"""

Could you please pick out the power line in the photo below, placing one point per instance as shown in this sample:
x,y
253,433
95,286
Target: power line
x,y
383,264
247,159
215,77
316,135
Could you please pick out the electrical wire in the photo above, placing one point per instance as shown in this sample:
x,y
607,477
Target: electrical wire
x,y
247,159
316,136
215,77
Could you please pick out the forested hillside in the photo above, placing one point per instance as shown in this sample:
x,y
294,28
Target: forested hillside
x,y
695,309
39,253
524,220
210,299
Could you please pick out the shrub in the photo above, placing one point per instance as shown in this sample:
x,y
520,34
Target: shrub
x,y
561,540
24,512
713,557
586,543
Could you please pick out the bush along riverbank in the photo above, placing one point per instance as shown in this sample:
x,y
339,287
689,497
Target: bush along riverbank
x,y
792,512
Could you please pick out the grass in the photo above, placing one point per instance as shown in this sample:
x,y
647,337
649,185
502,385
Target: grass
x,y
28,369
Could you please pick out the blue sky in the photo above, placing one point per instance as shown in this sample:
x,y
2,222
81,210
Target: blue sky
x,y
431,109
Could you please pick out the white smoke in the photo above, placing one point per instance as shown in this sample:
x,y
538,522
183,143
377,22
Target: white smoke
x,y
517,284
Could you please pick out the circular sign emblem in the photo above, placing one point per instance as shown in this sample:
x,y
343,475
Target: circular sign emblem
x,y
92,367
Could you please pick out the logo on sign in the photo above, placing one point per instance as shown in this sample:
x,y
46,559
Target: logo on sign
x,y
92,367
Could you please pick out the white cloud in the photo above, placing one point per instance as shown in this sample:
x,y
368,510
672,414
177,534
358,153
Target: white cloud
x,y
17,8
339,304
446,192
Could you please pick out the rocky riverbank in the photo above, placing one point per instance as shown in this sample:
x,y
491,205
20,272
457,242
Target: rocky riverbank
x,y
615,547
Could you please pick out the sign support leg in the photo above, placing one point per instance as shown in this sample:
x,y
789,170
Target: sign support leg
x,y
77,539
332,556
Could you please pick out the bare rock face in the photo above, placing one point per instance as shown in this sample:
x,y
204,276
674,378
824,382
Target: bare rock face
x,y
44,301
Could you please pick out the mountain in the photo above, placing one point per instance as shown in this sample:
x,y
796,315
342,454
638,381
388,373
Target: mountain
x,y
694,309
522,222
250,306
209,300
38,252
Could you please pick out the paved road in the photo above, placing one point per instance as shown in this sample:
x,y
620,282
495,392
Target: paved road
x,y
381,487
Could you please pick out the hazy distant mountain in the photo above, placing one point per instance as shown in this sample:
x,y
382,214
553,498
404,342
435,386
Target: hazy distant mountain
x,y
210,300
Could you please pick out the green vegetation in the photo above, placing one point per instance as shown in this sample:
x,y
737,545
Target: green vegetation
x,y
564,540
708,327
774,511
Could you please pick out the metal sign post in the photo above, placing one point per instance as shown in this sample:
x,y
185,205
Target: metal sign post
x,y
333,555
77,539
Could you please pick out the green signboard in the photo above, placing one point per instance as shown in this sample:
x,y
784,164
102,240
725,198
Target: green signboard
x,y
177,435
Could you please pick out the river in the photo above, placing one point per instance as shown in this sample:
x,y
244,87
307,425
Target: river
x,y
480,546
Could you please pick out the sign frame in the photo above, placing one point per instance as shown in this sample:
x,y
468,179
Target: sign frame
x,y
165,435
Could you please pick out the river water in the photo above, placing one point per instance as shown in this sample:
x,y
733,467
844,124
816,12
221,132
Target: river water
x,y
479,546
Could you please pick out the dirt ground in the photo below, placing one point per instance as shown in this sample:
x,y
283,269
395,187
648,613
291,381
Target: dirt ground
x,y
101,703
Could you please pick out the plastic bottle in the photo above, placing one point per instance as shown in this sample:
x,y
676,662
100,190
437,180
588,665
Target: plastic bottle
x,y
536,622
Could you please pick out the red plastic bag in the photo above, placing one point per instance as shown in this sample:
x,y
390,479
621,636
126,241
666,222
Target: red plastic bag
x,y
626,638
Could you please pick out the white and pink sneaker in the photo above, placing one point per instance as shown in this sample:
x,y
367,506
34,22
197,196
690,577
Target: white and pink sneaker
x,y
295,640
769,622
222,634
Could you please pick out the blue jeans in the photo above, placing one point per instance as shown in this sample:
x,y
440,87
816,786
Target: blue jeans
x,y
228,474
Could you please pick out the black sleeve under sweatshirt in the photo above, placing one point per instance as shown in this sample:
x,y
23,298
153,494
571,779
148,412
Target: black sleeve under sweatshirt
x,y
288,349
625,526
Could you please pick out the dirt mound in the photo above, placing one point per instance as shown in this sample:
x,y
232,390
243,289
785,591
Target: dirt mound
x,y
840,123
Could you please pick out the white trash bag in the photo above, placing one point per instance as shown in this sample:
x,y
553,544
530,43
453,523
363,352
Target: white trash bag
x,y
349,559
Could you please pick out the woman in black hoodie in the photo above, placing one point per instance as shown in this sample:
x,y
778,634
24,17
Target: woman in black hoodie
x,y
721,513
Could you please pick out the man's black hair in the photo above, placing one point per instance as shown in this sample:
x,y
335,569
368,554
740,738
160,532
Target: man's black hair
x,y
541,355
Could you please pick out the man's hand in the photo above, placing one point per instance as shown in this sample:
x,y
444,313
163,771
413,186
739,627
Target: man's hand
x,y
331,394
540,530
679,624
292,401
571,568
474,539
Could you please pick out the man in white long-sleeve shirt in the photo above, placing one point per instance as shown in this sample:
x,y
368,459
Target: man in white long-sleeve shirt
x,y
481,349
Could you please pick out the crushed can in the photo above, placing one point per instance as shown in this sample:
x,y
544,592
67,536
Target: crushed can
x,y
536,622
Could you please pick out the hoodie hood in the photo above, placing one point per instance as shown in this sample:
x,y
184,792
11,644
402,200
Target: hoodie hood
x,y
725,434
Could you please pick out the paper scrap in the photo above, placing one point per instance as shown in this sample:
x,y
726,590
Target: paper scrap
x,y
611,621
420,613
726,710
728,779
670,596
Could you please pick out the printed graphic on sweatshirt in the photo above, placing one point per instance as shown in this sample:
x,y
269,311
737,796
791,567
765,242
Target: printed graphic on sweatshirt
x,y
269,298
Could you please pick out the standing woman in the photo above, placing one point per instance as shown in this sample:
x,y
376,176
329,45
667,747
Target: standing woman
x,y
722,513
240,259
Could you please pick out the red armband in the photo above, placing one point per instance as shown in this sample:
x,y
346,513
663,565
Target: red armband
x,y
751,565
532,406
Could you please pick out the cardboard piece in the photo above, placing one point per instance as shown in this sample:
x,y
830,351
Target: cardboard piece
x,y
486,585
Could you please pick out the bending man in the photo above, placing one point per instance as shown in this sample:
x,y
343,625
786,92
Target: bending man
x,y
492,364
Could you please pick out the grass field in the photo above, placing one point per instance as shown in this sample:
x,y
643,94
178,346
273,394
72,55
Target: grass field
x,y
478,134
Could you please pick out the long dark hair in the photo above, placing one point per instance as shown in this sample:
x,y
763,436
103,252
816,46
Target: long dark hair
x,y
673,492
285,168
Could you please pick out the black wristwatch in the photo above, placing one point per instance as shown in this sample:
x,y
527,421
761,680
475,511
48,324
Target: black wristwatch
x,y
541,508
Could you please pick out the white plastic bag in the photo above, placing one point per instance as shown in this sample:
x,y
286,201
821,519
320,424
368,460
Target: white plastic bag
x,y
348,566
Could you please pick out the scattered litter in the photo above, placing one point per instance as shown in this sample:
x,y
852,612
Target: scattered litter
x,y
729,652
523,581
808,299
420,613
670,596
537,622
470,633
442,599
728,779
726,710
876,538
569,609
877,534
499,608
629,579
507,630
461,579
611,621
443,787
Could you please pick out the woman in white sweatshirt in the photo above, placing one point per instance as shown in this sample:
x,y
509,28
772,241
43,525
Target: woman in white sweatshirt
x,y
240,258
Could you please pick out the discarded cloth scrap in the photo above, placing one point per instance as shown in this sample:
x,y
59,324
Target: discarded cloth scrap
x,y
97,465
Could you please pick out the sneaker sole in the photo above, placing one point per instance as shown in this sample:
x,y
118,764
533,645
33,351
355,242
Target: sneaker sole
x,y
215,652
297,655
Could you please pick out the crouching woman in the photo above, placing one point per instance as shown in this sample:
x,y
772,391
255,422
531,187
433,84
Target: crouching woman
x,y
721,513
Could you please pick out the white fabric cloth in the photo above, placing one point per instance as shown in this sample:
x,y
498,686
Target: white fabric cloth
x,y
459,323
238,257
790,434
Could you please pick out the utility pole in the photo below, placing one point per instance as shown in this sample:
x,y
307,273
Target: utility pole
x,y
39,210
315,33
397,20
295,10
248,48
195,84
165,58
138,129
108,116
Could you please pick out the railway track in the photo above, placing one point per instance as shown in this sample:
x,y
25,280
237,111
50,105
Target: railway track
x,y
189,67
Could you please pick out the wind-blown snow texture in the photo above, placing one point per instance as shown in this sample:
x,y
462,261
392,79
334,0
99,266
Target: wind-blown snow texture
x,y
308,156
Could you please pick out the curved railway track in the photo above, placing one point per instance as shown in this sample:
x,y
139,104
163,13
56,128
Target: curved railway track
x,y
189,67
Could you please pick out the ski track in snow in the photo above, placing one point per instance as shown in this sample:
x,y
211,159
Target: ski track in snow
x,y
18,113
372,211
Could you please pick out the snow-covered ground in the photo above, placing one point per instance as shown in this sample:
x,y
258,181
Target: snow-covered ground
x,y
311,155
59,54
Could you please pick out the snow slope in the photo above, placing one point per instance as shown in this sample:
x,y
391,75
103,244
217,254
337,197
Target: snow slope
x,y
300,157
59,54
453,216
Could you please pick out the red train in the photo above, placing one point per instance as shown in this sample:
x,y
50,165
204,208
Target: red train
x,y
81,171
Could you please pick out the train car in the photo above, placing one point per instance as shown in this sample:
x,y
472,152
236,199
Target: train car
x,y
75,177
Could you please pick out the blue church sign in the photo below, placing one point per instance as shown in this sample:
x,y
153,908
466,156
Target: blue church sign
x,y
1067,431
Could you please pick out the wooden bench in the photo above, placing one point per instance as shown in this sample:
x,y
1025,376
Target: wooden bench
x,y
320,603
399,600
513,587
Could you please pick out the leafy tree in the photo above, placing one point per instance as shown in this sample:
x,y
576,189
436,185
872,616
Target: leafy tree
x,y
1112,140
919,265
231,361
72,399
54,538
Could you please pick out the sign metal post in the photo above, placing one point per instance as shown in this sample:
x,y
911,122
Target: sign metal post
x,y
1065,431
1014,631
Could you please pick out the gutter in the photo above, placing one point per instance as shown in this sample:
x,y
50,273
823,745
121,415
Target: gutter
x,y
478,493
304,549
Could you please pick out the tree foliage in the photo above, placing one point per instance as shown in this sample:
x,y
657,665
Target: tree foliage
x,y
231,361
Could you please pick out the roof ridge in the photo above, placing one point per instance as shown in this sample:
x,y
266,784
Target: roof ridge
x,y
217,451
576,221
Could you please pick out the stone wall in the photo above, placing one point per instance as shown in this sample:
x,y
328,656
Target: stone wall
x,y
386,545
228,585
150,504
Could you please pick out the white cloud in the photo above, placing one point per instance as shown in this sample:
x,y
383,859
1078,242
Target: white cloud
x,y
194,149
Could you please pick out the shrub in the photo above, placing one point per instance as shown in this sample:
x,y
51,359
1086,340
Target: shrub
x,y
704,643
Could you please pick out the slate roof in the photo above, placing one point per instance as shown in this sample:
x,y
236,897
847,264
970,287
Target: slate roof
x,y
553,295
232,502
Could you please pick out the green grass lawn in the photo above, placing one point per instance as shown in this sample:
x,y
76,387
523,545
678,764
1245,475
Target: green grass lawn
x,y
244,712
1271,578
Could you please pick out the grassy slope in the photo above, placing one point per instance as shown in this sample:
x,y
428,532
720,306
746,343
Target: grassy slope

"""

WHAT TO PRODUCE:
Give back exactly the lines from the line containing "Could you please pick out the slate" to the end of the entries, and no other lines.

WRITTEN SOLUTION:
Could you please pick out the slate roof in the photo above, placing one point per instance as shown in this sample:
x,y
236,897
847,264
970,287
Target: slate roof
x,y
553,295
232,502
Could you please pick out the green grass lawn in the photo above, placing one point per instance as shown in this sample:
x,y
76,387
523,545
678,764
1245,475
Target: green grass lawn
x,y
244,712
1271,578
Could you please pick out the grassy slope in the photo above, placing one point per instance as shown in this sample:
x,y
428,532
720,306
746,343
Target: grassy slope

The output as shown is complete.